[START EXCERPTED PASSAGE]

We could be tempted to say in retrospect that this sentiment was quaint, but in reality, it was very damaging to our country and the conservative cause. So-called free trade has not brought democracy to China or anywhere else, nor has it led to peace. Bush’s hubris in attempting to bring democracy to Iraq was matched only by his expectation of bringing market economics to China – both quixotic misadventures that were incredibly harmful to our country, economy, and culture. I can say that, as someone who served in Iraq and deals with China every day.
As it turns out, George Bush’s alignment with Bill Clinton on free trade was an anomaly. Throughout American history, the usual conservative position was clear. The 1992 presidential election is known for Ross Perot’s insurgent campaign, which rightly focused on preventing the debacle that became NAFTA. President Reagan often praised trade, but his pragmatism prevailed when he imposed tariffs (and threatened to impose tariffs) on Japanese imports. President Nixon is famous for imposing a global tariff of 10% because increasing imports were preventing us from keeping enough hard currency in the country. And Teddy Roosevelt made his views on international trade very clear, commenting in 1895 as follows:
“Thank God I am not a free trader. In this country pernicious indulgence in the doctrine of free trade seems inevitably to produce fatty degeneration of the moral fiber.”
As Teddy Roosevelt described, an over-reliance on so-called free trade undermines production and creates a debtor society. It’s a lay away program using our children’s inheritance as the payment. There is nothing conservative about that at all.

[END EXCERPTED PASSAGE]
[START EXTRACTED DATA]

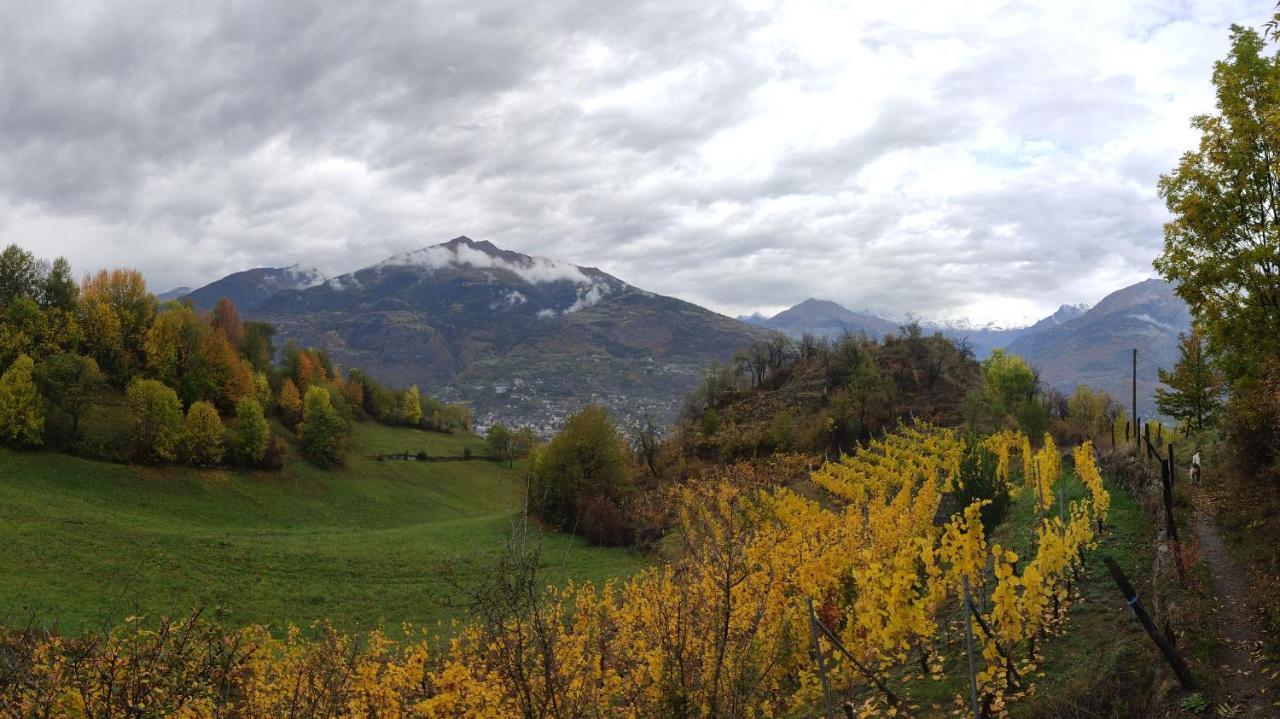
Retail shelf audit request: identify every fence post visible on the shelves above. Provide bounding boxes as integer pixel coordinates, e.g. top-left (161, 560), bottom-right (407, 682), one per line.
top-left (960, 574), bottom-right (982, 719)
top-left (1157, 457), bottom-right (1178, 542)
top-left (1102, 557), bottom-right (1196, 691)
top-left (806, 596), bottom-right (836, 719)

[END EXTRACTED DATA]
[START EXTRACTED DATA]

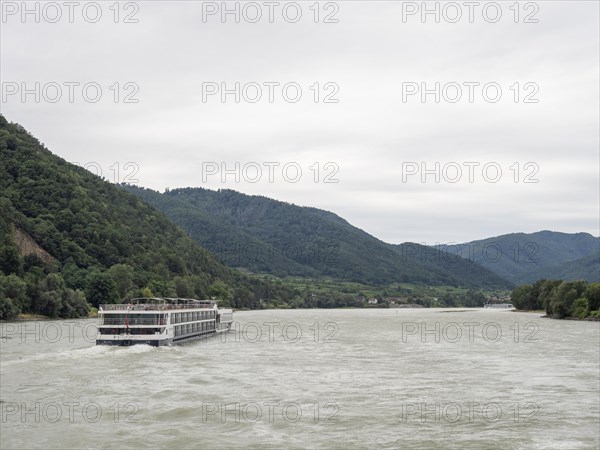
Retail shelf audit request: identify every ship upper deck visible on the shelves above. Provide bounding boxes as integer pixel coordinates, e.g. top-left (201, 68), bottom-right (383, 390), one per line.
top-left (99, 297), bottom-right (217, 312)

[END EXTRACTED DATA]

_STATED EXERCISE A_.
Answer these questions from the passage on free trade:
(i) What was the rate of the global tariff Nixon imposed?
(ii) In what year did Teddy Roosevelt make the quoted comment?
(iii) Whose imports did Reagan impose tariffs on?
_STATED EXERCISE B_.
Write out the part of the passage on free trade that opens with the words containing "We could be" and closes with "China every day.".
_STATED EXERCISE C_.
List every person mentioned by name in the passage on free trade.

_EXPECTED ANSWER A_.
(i) 10%
(ii) 1895
(iii) Japanese imports

_EXPECTED ANSWER B_.
We could be tempted to say in retrospect that this sentiment was quaint, but in reality, it was very damaging to our country and the conservative cause. So-called free trade has not brought democracy to China or anywhere else, nor has it led to peace. Bush’s hubris in attempting to bring democracy to Iraq was matched only by his expectation of bringing market economics to China – both quixotic misadventures that were incredibly harmful to our country, economy, and culture. I can say that, as someone who served in Iraq and deals with China every day.

_EXPECTED ANSWER C_.
George Bush
Bill Clinton
Ross Perot
Reagan
Nixon
Teddy Roosevelt